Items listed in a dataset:
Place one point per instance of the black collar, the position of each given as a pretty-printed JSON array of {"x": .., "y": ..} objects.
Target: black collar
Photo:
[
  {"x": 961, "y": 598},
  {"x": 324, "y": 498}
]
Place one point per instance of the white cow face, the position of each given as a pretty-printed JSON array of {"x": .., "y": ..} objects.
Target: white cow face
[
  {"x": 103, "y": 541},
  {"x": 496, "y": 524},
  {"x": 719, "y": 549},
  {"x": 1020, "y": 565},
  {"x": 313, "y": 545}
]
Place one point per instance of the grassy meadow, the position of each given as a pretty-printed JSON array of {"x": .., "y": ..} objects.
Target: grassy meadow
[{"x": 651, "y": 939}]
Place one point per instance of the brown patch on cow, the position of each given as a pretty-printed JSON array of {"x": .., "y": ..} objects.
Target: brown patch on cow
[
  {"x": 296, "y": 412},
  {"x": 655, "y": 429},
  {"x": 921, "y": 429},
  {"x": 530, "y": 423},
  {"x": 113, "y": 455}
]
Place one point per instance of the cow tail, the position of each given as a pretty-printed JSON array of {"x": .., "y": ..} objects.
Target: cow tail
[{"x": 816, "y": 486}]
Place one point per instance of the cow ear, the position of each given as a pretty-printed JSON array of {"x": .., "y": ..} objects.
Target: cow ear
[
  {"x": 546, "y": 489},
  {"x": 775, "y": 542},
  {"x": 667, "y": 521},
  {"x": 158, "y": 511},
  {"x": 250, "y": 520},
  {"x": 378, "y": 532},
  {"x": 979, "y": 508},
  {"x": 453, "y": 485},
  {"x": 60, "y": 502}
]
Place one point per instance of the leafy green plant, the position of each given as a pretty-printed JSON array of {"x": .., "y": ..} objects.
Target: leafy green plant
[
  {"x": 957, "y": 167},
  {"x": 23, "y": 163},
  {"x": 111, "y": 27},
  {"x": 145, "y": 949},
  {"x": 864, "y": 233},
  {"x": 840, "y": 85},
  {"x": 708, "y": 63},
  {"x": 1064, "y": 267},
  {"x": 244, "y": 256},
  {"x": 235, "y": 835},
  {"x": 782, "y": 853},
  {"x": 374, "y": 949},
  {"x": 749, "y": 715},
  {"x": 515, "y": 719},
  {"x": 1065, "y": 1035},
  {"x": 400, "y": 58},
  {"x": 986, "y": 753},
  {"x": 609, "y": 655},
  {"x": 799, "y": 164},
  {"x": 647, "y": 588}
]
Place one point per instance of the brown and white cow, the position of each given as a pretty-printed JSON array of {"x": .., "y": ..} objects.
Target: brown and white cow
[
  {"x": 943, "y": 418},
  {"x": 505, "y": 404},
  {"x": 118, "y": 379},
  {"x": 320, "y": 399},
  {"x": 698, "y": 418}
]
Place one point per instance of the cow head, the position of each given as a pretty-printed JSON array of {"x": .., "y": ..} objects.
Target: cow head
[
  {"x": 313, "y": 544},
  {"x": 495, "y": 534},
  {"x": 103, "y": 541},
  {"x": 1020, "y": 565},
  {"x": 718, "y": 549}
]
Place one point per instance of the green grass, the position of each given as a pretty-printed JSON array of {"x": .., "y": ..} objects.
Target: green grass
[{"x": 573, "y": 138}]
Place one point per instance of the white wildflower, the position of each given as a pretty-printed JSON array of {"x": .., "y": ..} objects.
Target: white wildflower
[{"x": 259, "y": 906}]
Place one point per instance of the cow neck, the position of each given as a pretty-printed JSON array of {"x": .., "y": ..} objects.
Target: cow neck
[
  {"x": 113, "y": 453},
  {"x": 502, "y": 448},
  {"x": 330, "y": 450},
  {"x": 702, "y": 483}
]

[Instructions for the task]:
Restate each entry exactly, skipping none.

[In response]:
Place one point per instance of the black collar, the position of each given as a pretty-printed JSON array of {"x": .., "y": ..} objects.
Target: black collar
Photo:
[
  {"x": 961, "y": 598},
  {"x": 324, "y": 498}
]
Place one point per instance of the white cow face, the position of each given as a pretty-printed JSON array of {"x": .., "y": ..} objects.
Target: white cow face
[
  {"x": 103, "y": 541},
  {"x": 496, "y": 524},
  {"x": 719, "y": 549},
  {"x": 1020, "y": 565},
  {"x": 313, "y": 545}
]
Place one point per instance of the grassy meadow, the position of each given as a pretty-printed JSON array of {"x": .., "y": ..} objects.
Target: grassy meadow
[{"x": 651, "y": 939}]
Place one point per instance of the brown patch on cow, the position of each given as a pretty-printed JSON array of {"x": .., "y": ..} objects.
Target: brown patch on cow
[
  {"x": 296, "y": 412},
  {"x": 655, "y": 429},
  {"x": 921, "y": 429},
  {"x": 530, "y": 423},
  {"x": 113, "y": 455}
]
Place one point per instance of the cow tail, the position of each given as a pretty-printed JSON array of {"x": .., "y": ..} objects.
Target: cow tail
[{"x": 816, "y": 486}]
Place one point per instance of the cow ear, the position of each given as a pretty-printed JSON array of {"x": .., "y": ..} objects.
Target: cow ear
[
  {"x": 546, "y": 489},
  {"x": 775, "y": 542},
  {"x": 667, "y": 521},
  {"x": 158, "y": 511},
  {"x": 250, "y": 520},
  {"x": 378, "y": 532},
  {"x": 979, "y": 508},
  {"x": 453, "y": 485},
  {"x": 60, "y": 502}
]
Place one point per instance of the leafy green plant, the position of each given as a pretty-printed JSON array of {"x": .., "y": ..} objects.
Target: leafy green plant
[
  {"x": 957, "y": 167},
  {"x": 23, "y": 163},
  {"x": 111, "y": 27},
  {"x": 145, "y": 949},
  {"x": 864, "y": 233},
  {"x": 840, "y": 85},
  {"x": 708, "y": 63},
  {"x": 1064, "y": 267},
  {"x": 244, "y": 256},
  {"x": 235, "y": 835},
  {"x": 782, "y": 853},
  {"x": 374, "y": 949},
  {"x": 749, "y": 715},
  {"x": 515, "y": 719},
  {"x": 1065, "y": 1035},
  {"x": 400, "y": 58},
  {"x": 986, "y": 753},
  {"x": 609, "y": 655},
  {"x": 799, "y": 164},
  {"x": 647, "y": 588}
]
Place one point per instance of the brown and white cow, the position of each given as a pretty-printed JSON array of {"x": .., "y": ..} objects.
Target: brown and white cow
[
  {"x": 943, "y": 418},
  {"x": 505, "y": 404},
  {"x": 118, "y": 379},
  {"x": 320, "y": 399},
  {"x": 698, "y": 418}
]
Place one point per instance of the cow head, the position of each given as a pretty-printed JSON array of {"x": .., "y": ..} objects.
Target: cow head
[
  {"x": 313, "y": 544},
  {"x": 495, "y": 534},
  {"x": 103, "y": 541},
  {"x": 1020, "y": 565},
  {"x": 718, "y": 549}
]
Place one point per instance of the green grass, the position of each given as a pretty-printed JSON array of {"x": .., "y": ..} objects.
Target: green grass
[{"x": 573, "y": 138}]
Place one point per instance of the white wildflower, the position of each given as a pretty-printed JSON array of {"x": .., "y": ..} objects.
Target: white wildflower
[{"x": 259, "y": 906}]
Place one point per instance of the cow neck, the position of each given as a pretty-printed JSON array of {"x": .., "y": ..} objects.
Target: cow neck
[
  {"x": 113, "y": 453},
  {"x": 502, "y": 448},
  {"x": 330, "y": 450},
  {"x": 702, "y": 483}
]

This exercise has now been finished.